- [Selected extract]
*****

You can see here where the new road joins the old Norwich/Ipswich road running through Dickleburgh – where the main road is now was just fields when I lived there.

Dad’s shop formed part of the house – we literally lived above (and behind and next to) the shop. The house is still there but is a private dwelling, just like all the other shops that were there when I was a child and before that. The drapers opposite us had already closed by the time I arrived, but there was still a butcher’s shop, Chenery’s Coaches and a fish and chip shop as well as two pubs, one of which is still open.

My parents married in 1955 and my dad bought the shop from Dick Chenery and moved in in January 1956 – they lived with mum’s parents in Mendham until then. I think dad’s money came from his inheritance from his own father Frederick who had died in 1942, and knowing my dad he supplemented it with savings – he was always very careful with money. Anyway, they never had a mortgage as far as I know.

The shop, as you would expect, was on what we called ‘The Street’, on the corner with Harvey Lane:

This is the shop as it was in the 1960s….
And this is what the house looks like now.



The shop front is towards the right of the building as you look at it in this photo. Roughly where the hanging basket is, was another window matching the one you see, and between them was the shop door. There was no hedge or tree outside the house front in my day – just some rough cobbles between the actual pavement and the house. Next door – the houses are actually detached but separated by about 6 inches’ gap – lived Rose and Dick Saunders. They were old even when I was tiny, and they sold petrol. That’s right – where the red brick house is today fronted by a small walled garden there stood two big petrol pumps. Thinking about it, pulling your car over on to the pavement on a main road should have been considered an obstruction and traffic hazard, but this was the 1960s.

The main front door on the left – you can see it partially covered by the rose bush here – led straight into our large front room, with its traditional 3 piece suite with loose covers, settee facing the fireplace, open fire and a matching armchair each side. I still have my mum’s sideboard which stood against one wall, and for many years after my tenth birthday the other wall housed my piano which was a gift at that age. During the 1970s we gained a ‘wall unit’ which were fashionable then, and my mum’s pride was her glass fronted display cabinet holding her glassware collection.

*****

- [Short exercise 1]
Answer these questions about the memoir of the family shop in Dickleburgh, one line per answer:
(a) In what year did the parents marry?
(b) Who lived in the house next door to the shop?
(c) What was given as a gift on the tenth birthday?
- [Short exercise 2] Write out the passage of the Dickleburgh shop memoir starting at "Dad’s shop formed" and ending at "far as I know.", substituting "bank loan" for "mortgage".
- [Short exercise 3] Proceed with the memoir of the family shop in Dickleburgh, picking up after its final sentence.
The data that follow come from a separate source and are unrelated to the memoir above.

- [Raw records]
*****

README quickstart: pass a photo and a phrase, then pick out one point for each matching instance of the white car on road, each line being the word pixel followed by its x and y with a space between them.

*****

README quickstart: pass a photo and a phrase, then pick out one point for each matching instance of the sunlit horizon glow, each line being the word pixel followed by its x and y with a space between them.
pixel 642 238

*****

- [Answer 1]
(a) 1955
(b) Rose and Dick Saunders
(c) A piano

- [Answer 2]
Dad’s shop formed part of the house – we literally lived above (and behind and next to) the shop. The house is still there but is a private dwelling, just like all the other shops that were there when I was a child and before that. The drapers opposite us had already closed by the time I arrived, but there was still a butcher’s shop, Chenery’s Coaches and a fish and chip shop as well as two pubs, one of which is still open.

My parents married in 1955 and my dad bought the shop from Dick Chenery and moved in in January 1956 – they lived with mum’s parents in Mendham until then. I think dad’s money came from his inheritance from his own father Frederick who had died in 1942, and knowing my dad he supplemented it with savings – he was always very careful with money. Anyway, they never had a bank loan as far as I know.

- [Answer 3]
Behind the front room was the ‘little room’ – a sort of combined dining room and living room – we only went into the front room in the evening to watch TV. The old kitchen was a lean-to at the back, leading to the ‘back yard’ which dad had cemented over, with a narrow flower border along the side wall. At the back of the yard was a shed and the outside toilet – the only loo we had until the ‘renovation’. Opposite the toilet was a tiny square of soil which occasionally had some flowers in it but was usually bare as I remember.

The stairs were originally set between the front room and the shop, where there was a hallway, and upstairs was the master bedroom directly above the front room – my parents’ room at first, then mine later on; a smaller room which was originally mine (and then which I was forced to share with my sister!), over the shop. The smaller window on the right of the top floor wasn’t even there as far as I remember – this end of the house contained the bathroom, reached by walking through my bedroom, and through that a storeroom where I hid and played a lot of the time.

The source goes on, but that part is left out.